-- start Text segment --
And so I’m just like “How do we use this infrastructure to further the means of our open source desires?” And so that’s, that’s at the heart of what’s basically driven me for the past 20 years, basically. And I had some success, but some failures, and I’m still trying. Still working on it, and trying to find other collaborators, other people that are similarly interested.
And Open Teams is the latest one that’s launching right now, Anaconda was the first… I did some consultancies before that… I’ve done some consultancies as well… And then I’ve talked to a lot of people. I’m very eager to collaborate with anybody else thinking along these lines. Because honestly, this is something I would love just to exist. I’m like you, Adam, basically. I’d love it to exist. Kind of like NumPy - I’d love it to exist. Well, nobody else is doing it… Maybe I should do it. Kind of the same way. Okay, I’d love it to exist. Nobody else is doing it, maybe I should do it. And we’ll see.
Okay. So I’ve got to imagine that as part of this we’ll drum up some interest, to some degree.
Okay, great. Contact me.
We do have some variants of influence. So you need roughly $5 million to fund FairOSS, and that will be used –
For the next 10 years.
For the next 10 years. So half a million dollars…
It’ll need more than that, but that’s enough to make sure that we can hire people… Because I’m going to allocate and I’m going to hire people, and I’m committed to people. Then it’ll self-fund.
You’ll hire some people to bring on projects… You’ll have, let’s say, 10 or 20 or 100 of your initial pool of projects that will show off there… What did you call it again, this table? The MIPS? What was it called?
Milibips.
Milibips. The Milibips tables.
Milibips. Man, is there a different name for that?
Yeah, please come up with one.
Gosh, Milibips… I do like it, it’s just forgettable.
Yeah, I hear you.
And easy to confuse with something else.
Yeah, fair enough. Fair enough.
I like the idea though, because you’re selling access to this table, which is not truly ownership in the project, but future value it can create.
It’s future value it creates. And so it’s a separate file. Like, you have [unintelligible 01:43:02.15] It’s separate. And it’s the responsibility of the governance team to update it. FairOSS, when it onboards a company, will have one. And basically, we’re like “Okay, here’s the table we’re going to use for your project.” And you can change it at any time. The governance of that project gets to change it.
[unintelligible 01:43:20.15] I mean, it puts a heck of a lot more importance on like –
It does.
-- end Text segment --
-- start Data provided --
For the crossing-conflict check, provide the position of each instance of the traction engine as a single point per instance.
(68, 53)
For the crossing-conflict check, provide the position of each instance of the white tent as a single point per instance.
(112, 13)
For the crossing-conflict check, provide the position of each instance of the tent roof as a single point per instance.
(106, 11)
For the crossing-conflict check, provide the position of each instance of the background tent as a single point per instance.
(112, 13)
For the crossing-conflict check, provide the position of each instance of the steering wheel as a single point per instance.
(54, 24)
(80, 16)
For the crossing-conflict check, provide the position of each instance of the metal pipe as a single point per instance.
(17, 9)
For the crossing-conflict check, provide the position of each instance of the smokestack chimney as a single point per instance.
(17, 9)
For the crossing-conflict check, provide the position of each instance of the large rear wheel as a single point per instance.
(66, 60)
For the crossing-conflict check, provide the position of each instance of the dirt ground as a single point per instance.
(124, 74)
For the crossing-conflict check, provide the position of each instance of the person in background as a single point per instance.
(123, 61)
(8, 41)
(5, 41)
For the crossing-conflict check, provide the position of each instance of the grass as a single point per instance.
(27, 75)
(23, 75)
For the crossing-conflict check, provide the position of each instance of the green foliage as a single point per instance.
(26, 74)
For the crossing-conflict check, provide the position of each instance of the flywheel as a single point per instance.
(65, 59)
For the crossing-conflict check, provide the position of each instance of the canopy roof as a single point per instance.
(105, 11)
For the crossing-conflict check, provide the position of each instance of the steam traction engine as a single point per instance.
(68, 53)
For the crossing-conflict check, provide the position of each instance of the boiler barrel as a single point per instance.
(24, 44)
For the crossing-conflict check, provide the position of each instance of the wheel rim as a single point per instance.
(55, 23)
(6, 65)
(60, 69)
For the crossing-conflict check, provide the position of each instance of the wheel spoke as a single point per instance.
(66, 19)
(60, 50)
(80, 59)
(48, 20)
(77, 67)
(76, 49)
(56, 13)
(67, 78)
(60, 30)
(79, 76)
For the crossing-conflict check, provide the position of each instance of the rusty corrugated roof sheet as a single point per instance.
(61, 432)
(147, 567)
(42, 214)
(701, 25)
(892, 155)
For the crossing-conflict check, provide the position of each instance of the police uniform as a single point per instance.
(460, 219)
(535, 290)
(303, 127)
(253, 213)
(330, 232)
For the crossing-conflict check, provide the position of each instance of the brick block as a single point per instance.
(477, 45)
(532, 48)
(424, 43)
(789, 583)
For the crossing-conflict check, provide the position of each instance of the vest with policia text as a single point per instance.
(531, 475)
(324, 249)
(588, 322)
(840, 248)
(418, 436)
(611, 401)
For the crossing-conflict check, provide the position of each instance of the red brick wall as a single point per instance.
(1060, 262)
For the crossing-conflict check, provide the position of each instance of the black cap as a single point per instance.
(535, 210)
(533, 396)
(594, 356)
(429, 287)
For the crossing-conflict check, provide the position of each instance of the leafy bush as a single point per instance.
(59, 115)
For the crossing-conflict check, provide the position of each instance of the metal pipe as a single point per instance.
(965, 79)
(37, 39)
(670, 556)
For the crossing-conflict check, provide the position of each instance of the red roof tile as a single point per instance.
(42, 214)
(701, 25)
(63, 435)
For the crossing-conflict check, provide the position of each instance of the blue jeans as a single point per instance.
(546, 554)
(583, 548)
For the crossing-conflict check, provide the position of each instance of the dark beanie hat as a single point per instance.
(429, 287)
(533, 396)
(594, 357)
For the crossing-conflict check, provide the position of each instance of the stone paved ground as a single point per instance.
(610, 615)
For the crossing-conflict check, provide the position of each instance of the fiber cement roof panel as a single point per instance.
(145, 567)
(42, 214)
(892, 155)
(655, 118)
-- end Data provided --
Rewrite the transcript excerpt starting at "Yeah, fair enough." and ending at "it can create.", with "ownership" replaced by "equity".

Yeah, fair enough. Fair enough.
I like the idea though, because you’re selling access to this table, which is not truly equity in the project, but future value it can create.